--- Begin Records shown ---
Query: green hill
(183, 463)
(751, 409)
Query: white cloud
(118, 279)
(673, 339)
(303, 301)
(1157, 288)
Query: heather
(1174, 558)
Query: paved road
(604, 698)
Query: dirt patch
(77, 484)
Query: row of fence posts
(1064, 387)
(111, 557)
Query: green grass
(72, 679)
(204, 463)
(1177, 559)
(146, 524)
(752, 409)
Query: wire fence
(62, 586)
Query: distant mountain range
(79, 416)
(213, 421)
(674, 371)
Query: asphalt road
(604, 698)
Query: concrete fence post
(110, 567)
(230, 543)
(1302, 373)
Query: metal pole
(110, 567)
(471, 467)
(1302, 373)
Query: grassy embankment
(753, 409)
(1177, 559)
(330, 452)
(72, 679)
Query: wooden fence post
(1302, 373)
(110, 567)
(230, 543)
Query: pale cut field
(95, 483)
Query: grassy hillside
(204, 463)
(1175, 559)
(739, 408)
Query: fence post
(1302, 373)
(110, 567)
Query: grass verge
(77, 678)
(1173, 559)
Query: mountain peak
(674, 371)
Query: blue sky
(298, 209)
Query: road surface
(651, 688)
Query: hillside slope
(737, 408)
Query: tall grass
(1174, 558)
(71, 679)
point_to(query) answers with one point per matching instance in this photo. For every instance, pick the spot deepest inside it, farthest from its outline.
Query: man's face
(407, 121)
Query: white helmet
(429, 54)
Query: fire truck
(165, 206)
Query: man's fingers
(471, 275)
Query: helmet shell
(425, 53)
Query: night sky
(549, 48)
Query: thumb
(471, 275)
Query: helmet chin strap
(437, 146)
--- End Records shown ---
--- Begin Records shown ---
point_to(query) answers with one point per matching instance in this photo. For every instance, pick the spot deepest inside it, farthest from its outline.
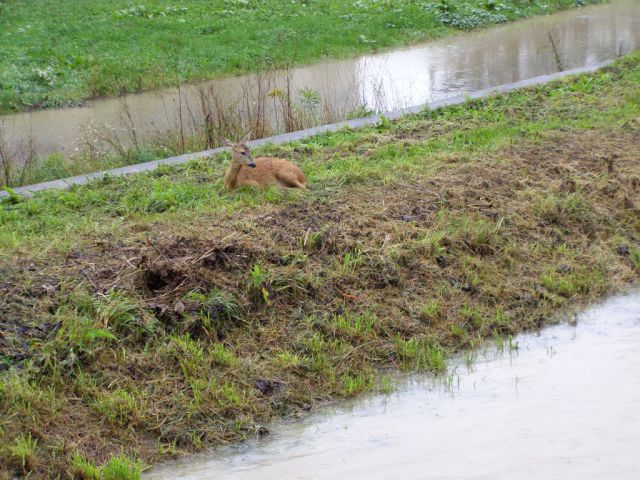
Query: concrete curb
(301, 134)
--- End Records shown ---
● What is required: Pull out every line of the material above that contains the word "white", matching its case.

● Full output:
Query: white cloud
Query: white helmet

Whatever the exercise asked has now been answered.